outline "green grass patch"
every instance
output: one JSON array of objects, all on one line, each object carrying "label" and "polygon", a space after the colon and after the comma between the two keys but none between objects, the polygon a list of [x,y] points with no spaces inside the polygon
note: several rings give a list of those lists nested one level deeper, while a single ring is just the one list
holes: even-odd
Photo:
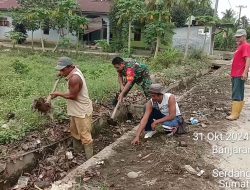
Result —
[{"label": "green grass patch", "polygon": [[[54,67],[60,56],[62,54],[0,52],[1,144],[21,139],[27,132],[48,122],[47,118],[32,111],[32,103],[38,97],[48,96],[52,90],[57,74]],[[83,72],[93,101],[106,101],[118,90],[117,74],[111,60],[93,55],[70,57]],[[57,90],[66,91],[67,82],[62,80]],[[66,101],[58,98],[54,103],[56,115],[64,117]],[[15,114],[14,121],[8,122],[8,113]],[[1,127],[3,125],[5,127]]]}]

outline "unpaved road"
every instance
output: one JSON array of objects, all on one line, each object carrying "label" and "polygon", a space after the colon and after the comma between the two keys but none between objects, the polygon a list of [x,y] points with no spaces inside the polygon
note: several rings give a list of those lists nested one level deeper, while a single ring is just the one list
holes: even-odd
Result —
[{"label": "unpaved road", "polygon": [[[168,138],[164,133],[158,132],[138,146],[132,146],[131,139],[127,140],[116,147],[117,153],[113,157],[103,160],[103,163],[88,171],[83,171],[78,177],[76,189],[227,190],[232,186],[223,188],[220,180],[244,180],[242,176],[236,179],[235,176],[229,175],[216,176],[217,171],[222,171],[220,175],[223,175],[231,168],[238,171],[248,171],[250,168],[249,154],[228,156],[213,152],[213,146],[227,147],[234,144],[241,147],[242,143],[249,146],[247,139],[230,142],[217,137],[217,134],[227,137],[228,133],[240,133],[240,128],[244,129],[245,134],[250,126],[247,118],[248,91],[241,119],[236,122],[225,120],[231,107],[229,70],[229,66],[223,67],[213,74],[201,77],[192,83],[189,89],[174,92],[177,97],[182,97],[179,104],[185,119],[196,117],[201,125],[190,126],[188,134],[174,138]],[[185,165],[191,166],[197,172],[204,170],[205,173],[199,177],[187,171]],[[129,178],[127,174],[131,171],[136,172],[138,177]]]},{"label": "unpaved road", "polygon": [[219,158],[213,172],[218,185],[225,189],[250,189],[250,83],[246,85],[245,106],[239,120],[228,123],[224,141],[212,143]]}]

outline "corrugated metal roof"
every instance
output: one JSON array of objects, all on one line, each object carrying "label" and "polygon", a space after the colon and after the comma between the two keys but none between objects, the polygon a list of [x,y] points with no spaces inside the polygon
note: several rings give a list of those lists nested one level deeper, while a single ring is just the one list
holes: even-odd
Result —
[{"label": "corrugated metal roof", "polygon": [[[112,1],[111,0],[78,0],[80,8],[86,13],[103,13],[110,12]],[[17,7],[16,0],[0,0],[0,9],[8,10]]]}]

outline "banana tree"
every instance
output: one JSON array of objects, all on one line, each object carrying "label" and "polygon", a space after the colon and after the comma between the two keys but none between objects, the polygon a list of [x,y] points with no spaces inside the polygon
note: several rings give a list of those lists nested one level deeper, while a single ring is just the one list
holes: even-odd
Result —
[{"label": "banana tree", "polygon": [[157,57],[161,40],[168,32],[168,28],[171,25],[170,11],[172,7],[179,3],[174,0],[145,0],[147,6],[148,22],[155,31],[156,35],[156,46],[154,58]]},{"label": "banana tree", "polygon": [[186,40],[185,53],[184,53],[184,59],[186,59],[188,55],[188,49],[189,49],[189,39],[190,39],[190,31],[191,31],[191,25],[192,25],[192,14],[198,5],[210,6],[211,1],[210,0],[182,0],[180,3],[183,6],[186,6],[189,12],[187,40]]},{"label": "banana tree", "polygon": [[131,29],[132,23],[139,20],[141,11],[143,10],[142,0],[116,0],[115,6],[117,8],[116,18],[118,25],[128,23],[128,54],[131,52]]},{"label": "banana tree", "polygon": [[84,33],[84,28],[88,24],[88,20],[79,15],[73,15],[70,20],[70,31],[76,32],[77,35],[76,52],[78,53],[80,33]]},{"label": "banana tree", "polygon": [[[57,2],[57,6],[51,10],[51,26],[58,32],[58,39],[53,52],[58,48],[61,37],[64,37],[67,34],[69,38],[71,20],[76,15],[77,9],[78,4],[75,0],[65,0]],[[67,32],[64,31],[65,29]]]},{"label": "banana tree", "polygon": [[218,24],[218,19],[217,18],[214,18],[212,16],[199,16],[196,18],[196,20],[204,25],[204,33],[205,33],[205,38],[204,38],[204,42],[203,42],[203,45],[202,45],[202,51],[204,51],[205,49],[205,43],[206,43],[206,40],[207,40],[207,30],[208,30],[208,27],[215,27],[216,24]]}]

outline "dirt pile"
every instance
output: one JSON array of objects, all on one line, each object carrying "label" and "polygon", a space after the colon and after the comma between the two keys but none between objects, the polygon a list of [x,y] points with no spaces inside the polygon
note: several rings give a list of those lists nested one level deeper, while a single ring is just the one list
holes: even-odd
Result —
[{"label": "dirt pile", "polygon": [[46,102],[45,98],[38,98],[33,101],[32,105],[33,110],[38,111],[42,114],[47,114],[51,110],[51,103]]}]

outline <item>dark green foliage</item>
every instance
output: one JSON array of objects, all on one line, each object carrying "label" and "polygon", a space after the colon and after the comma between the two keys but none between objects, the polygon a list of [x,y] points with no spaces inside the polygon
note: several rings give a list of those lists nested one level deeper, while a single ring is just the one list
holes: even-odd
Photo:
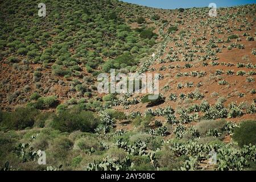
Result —
[{"label": "dark green foliage", "polygon": [[158,15],[154,15],[151,16],[151,19],[153,20],[157,20],[160,19],[160,16]]},{"label": "dark green foliage", "polygon": [[179,8],[179,12],[184,12],[184,11],[185,10],[185,9],[184,8]]},{"label": "dark green foliage", "polygon": [[164,101],[164,98],[160,94],[158,95],[155,99],[150,99],[148,96],[152,96],[154,94],[146,95],[142,98],[141,102],[143,104],[149,103],[150,105],[154,105]]},{"label": "dark green foliage", "polygon": [[256,121],[247,121],[241,122],[239,127],[234,131],[233,138],[240,147],[256,144]]},{"label": "dark green foliage", "polygon": [[34,92],[31,94],[31,96],[30,96],[30,99],[32,100],[37,100],[38,98],[40,97],[41,96],[38,92]]},{"label": "dark green foliage", "polygon": [[154,32],[150,30],[145,30],[141,32],[140,36],[143,39],[150,39],[154,35]]},{"label": "dark green foliage", "polygon": [[237,39],[238,38],[238,36],[237,35],[229,35],[228,37],[228,39]]},{"label": "dark green foliage", "polygon": [[28,103],[28,106],[38,109],[48,109],[55,107],[57,103],[56,96],[41,97],[35,102]]},{"label": "dark green foliage", "polygon": [[34,109],[19,107],[12,112],[3,113],[2,123],[4,128],[22,130],[33,126],[36,115],[39,112]]},{"label": "dark green foliage", "polygon": [[176,31],[178,30],[178,28],[176,26],[174,26],[174,27],[170,27],[168,29],[168,32],[170,34],[171,32],[172,32],[172,31]]},{"label": "dark green foliage", "polygon": [[91,111],[66,110],[54,117],[52,127],[62,132],[93,132],[99,122]]},{"label": "dark green foliage", "polygon": [[143,23],[145,22],[145,19],[142,17],[138,18],[137,19],[137,22],[139,24]]}]

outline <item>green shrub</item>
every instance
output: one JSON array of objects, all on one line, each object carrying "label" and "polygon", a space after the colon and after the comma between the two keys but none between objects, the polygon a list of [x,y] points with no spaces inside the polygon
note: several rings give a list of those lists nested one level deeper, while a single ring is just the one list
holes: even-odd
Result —
[{"label": "green shrub", "polygon": [[22,130],[33,126],[35,117],[39,112],[32,108],[19,107],[12,112],[3,114],[4,127],[12,130]]},{"label": "green shrub", "polygon": [[104,96],[102,97],[102,100],[104,101],[111,101],[113,99],[115,98],[115,96],[113,94],[108,94],[108,95]]},{"label": "green shrub", "polygon": [[68,152],[73,147],[73,142],[64,136],[55,138],[50,143],[49,153],[56,159],[67,159]]},{"label": "green shrub", "polygon": [[150,158],[147,156],[134,156],[131,159],[134,163],[131,169],[136,171],[152,171],[154,167],[150,162]]},{"label": "green shrub", "polygon": [[11,56],[8,59],[8,60],[10,61],[10,63],[19,63],[20,60],[19,58],[16,57]]},{"label": "green shrub", "polygon": [[176,31],[178,30],[178,28],[176,26],[173,26],[173,27],[170,27],[168,29],[168,33],[171,33],[172,31]]},{"label": "green shrub", "polygon": [[226,123],[226,121],[224,119],[203,121],[197,123],[196,129],[201,135],[205,136],[210,130],[217,129],[221,131]]},{"label": "green shrub", "polygon": [[19,55],[26,55],[27,52],[27,49],[26,48],[21,47],[17,51],[17,53]]},{"label": "green shrub", "polygon": [[139,24],[143,23],[145,22],[145,19],[142,17],[139,17],[137,19],[137,22]]},{"label": "green shrub", "polygon": [[75,142],[75,146],[77,146],[81,150],[90,150],[92,148],[96,150],[103,150],[102,146],[96,138],[92,136],[87,136],[79,139]]},{"label": "green shrub", "polygon": [[229,35],[228,37],[228,39],[237,39],[238,38],[238,36],[237,35],[233,34],[233,35]]},{"label": "green shrub", "polygon": [[38,103],[39,104],[38,108],[36,109],[49,109],[55,106],[57,103],[57,100],[56,96],[49,97],[41,97],[38,100]]},{"label": "green shrub", "polygon": [[158,15],[154,15],[153,16],[151,16],[151,19],[152,20],[159,20],[160,19],[160,16]]},{"label": "green shrub", "polygon": [[143,104],[149,103],[150,105],[155,105],[164,101],[164,98],[160,94],[159,94],[156,99],[152,100],[149,99],[148,96],[154,96],[154,94],[146,95],[142,98],[141,100]]},{"label": "green shrub", "polygon": [[143,39],[150,39],[154,36],[154,34],[150,30],[145,30],[141,32],[139,36]]},{"label": "green shrub", "polygon": [[98,117],[93,112],[66,110],[53,118],[52,127],[62,132],[93,132],[99,123]]},{"label": "green shrub", "polygon": [[105,111],[110,115],[112,118],[122,120],[126,119],[126,116],[125,113],[122,111],[118,111],[114,109],[108,109],[105,110]]},{"label": "green shrub", "polygon": [[256,144],[256,121],[246,121],[241,122],[240,126],[235,128],[233,138],[238,143],[240,147]]},{"label": "green shrub", "polygon": [[36,100],[40,97],[41,96],[38,92],[34,92],[31,94],[31,96],[30,96],[30,99],[32,100]]}]

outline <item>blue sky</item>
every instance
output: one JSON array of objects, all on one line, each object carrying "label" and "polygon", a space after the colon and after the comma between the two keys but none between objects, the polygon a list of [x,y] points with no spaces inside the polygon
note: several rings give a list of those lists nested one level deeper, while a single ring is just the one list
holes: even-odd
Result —
[{"label": "blue sky", "polygon": [[212,2],[216,3],[217,8],[256,3],[256,0],[122,0],[122,1],[164,9],[208,7]]}]

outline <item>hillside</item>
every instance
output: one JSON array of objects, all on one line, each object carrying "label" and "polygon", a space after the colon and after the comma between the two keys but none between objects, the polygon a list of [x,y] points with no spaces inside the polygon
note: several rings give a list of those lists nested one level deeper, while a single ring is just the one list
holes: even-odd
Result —
[{"label": "hillside", "polygon": [[[255,170],[256,5],[42,2],[0,4],[2,169]],[[160,73],[158,98],[100,93],[110,69]]]}]

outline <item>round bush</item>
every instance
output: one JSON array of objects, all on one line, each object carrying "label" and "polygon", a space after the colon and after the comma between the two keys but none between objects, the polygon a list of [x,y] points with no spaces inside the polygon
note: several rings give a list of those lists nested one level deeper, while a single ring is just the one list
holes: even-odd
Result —
[{"label": "round bush", "polygon": [[256,121],[247,121],[241,123],[240,127],[234,131],[233,138],[238,143],[240,147],[243,145],[256,144]]}]

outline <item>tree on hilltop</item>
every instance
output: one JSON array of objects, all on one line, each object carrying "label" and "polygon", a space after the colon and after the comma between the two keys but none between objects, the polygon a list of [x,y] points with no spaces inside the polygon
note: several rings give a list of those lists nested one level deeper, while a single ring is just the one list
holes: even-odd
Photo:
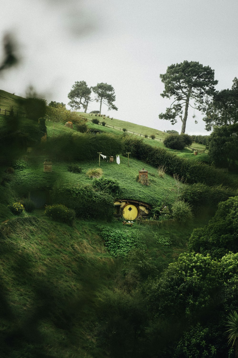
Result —
[{"label": "tree on hilltop", "polygon": [[118,108],[112,103],[116,101],[116,96],[114,89],[111,84],[101,82],[98,83],[96,86],[92,87],[92,89],[96,95],[96,98],[97,102],[100,102],[99,113],[101,114],[102,103],[104,103],[108,107],[108,110],[114,110],[117,111]]},{"label": "tree on hilltop", "polygon": [[214,126],[220,126],[238,122],[238,79],[233,80],[231,90],[223,90],[215,94],[213,100],[203,118],[206,129],[211,131]]},{"label": "tree on hilltop", "polygon": [[88,87],[85,81],[77,81],[73,85],[68,95],[68,98],[70,100],[68,104],[75,110],[79,110],[82,107],[86,113],[88,102],[92,100],[91,91],[91,87]]},{"label": "tree on hilltop", "polygon": [[[164,84],[164,90],[161,95],[174,99],[165,113],[159,115],[159,118],[174,124],[177,117],[179,117],[182,124],[181,132],[184,133],[188,106],[204,112],[211,101],[215,92],[214,86],[218,82],[214,79],[214,71],[198,62],[185,61],[169,66],[166,73],[159,77]],[[193,106],[189,103],[191,99],[194,101]]]}]

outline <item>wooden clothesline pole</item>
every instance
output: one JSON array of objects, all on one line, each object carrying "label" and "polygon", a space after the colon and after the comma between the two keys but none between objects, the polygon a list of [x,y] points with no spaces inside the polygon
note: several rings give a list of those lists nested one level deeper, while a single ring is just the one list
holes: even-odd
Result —
[{"label": "wooden clothesline pole", "polygon": [[129,166],[129,155],[131,154],[131,152],[126,152],[126,154],[127,155],[127,157],[128,158],[128,166]]},{"label": "wooden clothesline pole", "polygon": [[101,154],[102,152],[97,152],[98,154],[99,154],[99,166],[100,166],[100,155]]}]

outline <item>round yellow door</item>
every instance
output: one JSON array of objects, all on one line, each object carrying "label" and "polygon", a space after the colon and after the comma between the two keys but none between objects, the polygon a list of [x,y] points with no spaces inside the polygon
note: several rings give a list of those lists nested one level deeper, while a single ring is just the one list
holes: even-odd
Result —
[{"label": "round yellow door", "polygon": [[123,209],[123,217],[126,220],[133,220],[138,215],[138,211],[135,205],[129,204]]}]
◆ ◆ ◆
"outline <item>wooden clothesline pole</item>" ifadesini içeren satırdan verilerin sonuna kadar uzanan tüm satırları, boş satırları dışarıda bırakarak bir Markdown tablosuna dönüştürün. Her satır için "Sıra" sütununa bir sıra numarası, "Satır" sütununa ise satırın kendisini yazın.

| Sıra | Satır |
|---|---|
| 1 | outline <item>wooden clothesline pole</item> |
| 2 | every instance |
| 3 | output: one JSON array of objects, all on one line, each object carrying "label" and "polygon", a space after the colon and after the comma between the two keys but none between objects, the polygon a list of [x,y] points with no spaces inside the polygon |
| 4 | note: several rings give a list of those lists nested one level deeper, while a single ring is just the one list |
| 5 | holes: even-odd |
| 6 | Result — |
| 7 | [{"label": "wooden clothesline pole", "polygon": [[129,166],[129,155],[131,154],[131,152],[126,152],[126,154],[127,155],[127,157],[128,158],[128,166]]},{"label": "wooden clothesline pole", "polygon": [[101,154],[102,152],[97,152],[98,154],[99,154],[99,166],[100,166],[100,155]]}] |
| 8 | outline <item>round yellow door</item> |
| 9 | every instance |
| 10 | output: one JSON array of objects, all on one line, each object carrying "label" and "polygon", a space after the colon and after the comma between the two keys but none between objects, the polygon a list of [x,y] points with no spaces inside the polygon |
| 11 | note: several rings give a list of those lists nested one level deeper, while a single ring is just the one list |
| 12 | holes: even-odd |
| 13 | Result — |
| 14 | [{"label": "round yellow door", "polygon": [[123,209],[123,217],[126,220],[133,220],[138,215],[138,211],[135,205],[129,204]]}] |